— Start RECORDS FOR THIS TASK —

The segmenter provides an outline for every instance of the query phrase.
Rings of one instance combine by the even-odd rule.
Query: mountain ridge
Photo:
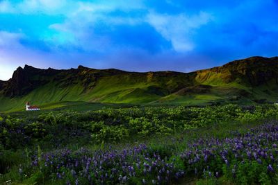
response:
[[[81,65],[41,69],[25,65],[18,67],[12,78],[0,80],[0,111],[20,107],[26,100],[39,105],[77,100],[185,105],[275,101],[277,92],[278,57],[252,57],[190,73],[129,72]],[[17,103],[6,105],[13,101]]]

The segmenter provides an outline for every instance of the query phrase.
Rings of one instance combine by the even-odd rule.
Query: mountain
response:
[[[253,57],[191,73],[40,69],[25,65],[0,80],[0,111],[63,101],[197,105],[274,102],[278,58]]]

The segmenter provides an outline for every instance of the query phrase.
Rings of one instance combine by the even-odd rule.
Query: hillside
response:
[[[77,69],[40,69],[26,65],[0,80],[0,111],[22,109],[26,101],[196,105],[259,103],[278,98],[278,58],[253,57],[191,73],[127,72]]]

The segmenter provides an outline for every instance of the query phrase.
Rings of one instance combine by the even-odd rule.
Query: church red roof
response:
[[[35,105],[34,105],[34,106],[30,106],[30,107],[28,107],[28,109],[39,109],[39,107],[35,106]]]

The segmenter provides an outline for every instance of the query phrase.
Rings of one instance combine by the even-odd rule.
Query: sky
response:
[[[277,0],[0,0],[0,80],[24,64],[189,72],[278,55]]]

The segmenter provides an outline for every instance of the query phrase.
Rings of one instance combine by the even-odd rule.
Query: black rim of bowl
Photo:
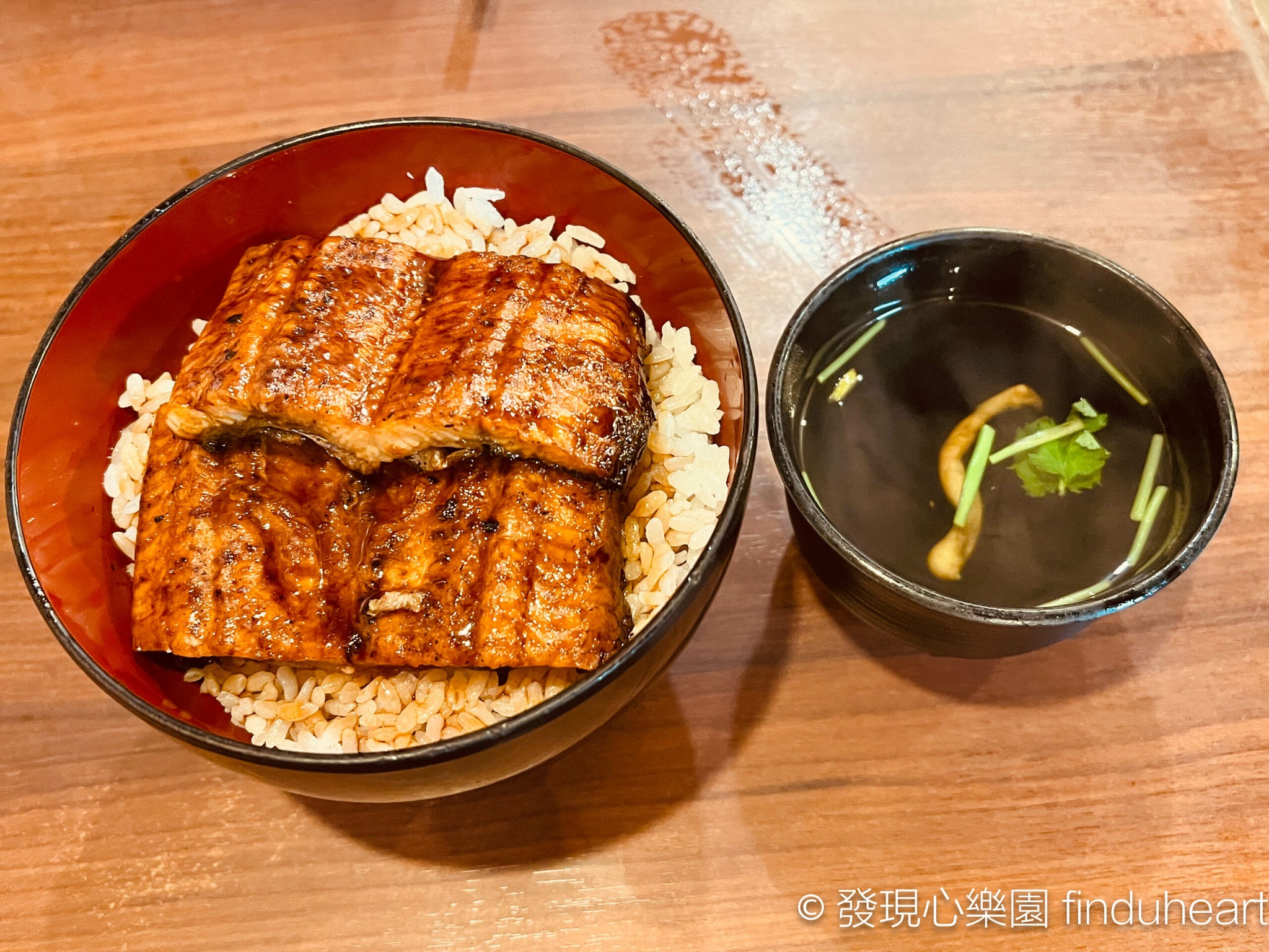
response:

— End RECORDS FOR THIS TASK —

* [THE EXERCISE]
Select every line of the records that contains the word "mountain".

* [RIGHT ANSWER]
Query: mountain ridge
Query: mountain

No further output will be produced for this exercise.